(MATERIAL FOR THIS TASK)
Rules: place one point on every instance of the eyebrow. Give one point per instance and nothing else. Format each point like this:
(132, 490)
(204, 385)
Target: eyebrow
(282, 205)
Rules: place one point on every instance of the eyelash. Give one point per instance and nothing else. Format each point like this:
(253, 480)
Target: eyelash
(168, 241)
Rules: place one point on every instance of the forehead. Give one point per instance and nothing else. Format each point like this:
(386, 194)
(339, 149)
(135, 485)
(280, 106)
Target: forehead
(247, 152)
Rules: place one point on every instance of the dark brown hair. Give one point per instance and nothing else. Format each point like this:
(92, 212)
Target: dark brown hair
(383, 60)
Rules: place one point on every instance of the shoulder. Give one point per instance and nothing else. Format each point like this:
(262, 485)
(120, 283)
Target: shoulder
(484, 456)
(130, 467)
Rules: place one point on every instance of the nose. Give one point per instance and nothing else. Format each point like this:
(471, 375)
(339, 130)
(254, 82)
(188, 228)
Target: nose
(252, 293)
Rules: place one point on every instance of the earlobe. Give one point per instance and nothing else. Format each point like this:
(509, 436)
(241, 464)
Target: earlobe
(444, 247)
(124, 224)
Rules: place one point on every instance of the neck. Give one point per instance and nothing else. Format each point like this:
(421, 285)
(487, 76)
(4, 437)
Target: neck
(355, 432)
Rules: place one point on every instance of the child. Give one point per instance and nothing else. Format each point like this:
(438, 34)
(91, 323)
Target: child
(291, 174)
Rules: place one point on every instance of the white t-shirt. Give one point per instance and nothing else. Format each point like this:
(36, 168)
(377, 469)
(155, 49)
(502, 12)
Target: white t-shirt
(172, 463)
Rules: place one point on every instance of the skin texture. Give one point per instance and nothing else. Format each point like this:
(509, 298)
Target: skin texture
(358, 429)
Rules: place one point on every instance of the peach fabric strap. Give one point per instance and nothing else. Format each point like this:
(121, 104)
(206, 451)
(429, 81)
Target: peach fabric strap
(End MATERIAL FOR THIS TASK)
- PROBLEM DESCRIPTION
Say how many lines above contain "fabric", and give no words besides the number.

- RESULT BELOW
2